MATERIAL TO PROCESS:
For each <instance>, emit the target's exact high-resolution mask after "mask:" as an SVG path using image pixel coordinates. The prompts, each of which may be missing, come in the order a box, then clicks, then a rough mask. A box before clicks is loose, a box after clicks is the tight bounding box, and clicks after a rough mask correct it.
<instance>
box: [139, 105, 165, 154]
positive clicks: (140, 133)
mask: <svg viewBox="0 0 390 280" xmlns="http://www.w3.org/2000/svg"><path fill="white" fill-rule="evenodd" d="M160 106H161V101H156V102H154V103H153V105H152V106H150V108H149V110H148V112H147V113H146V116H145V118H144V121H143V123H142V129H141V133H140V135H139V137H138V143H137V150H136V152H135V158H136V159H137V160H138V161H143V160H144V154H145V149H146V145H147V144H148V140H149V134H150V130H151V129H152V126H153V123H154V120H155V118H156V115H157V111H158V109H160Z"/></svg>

YOUR ASSIGNMENT:
Give the number of lines in the material above that contain the word "instance", and add nothing.

SOLUTION TO THIS TASK:
2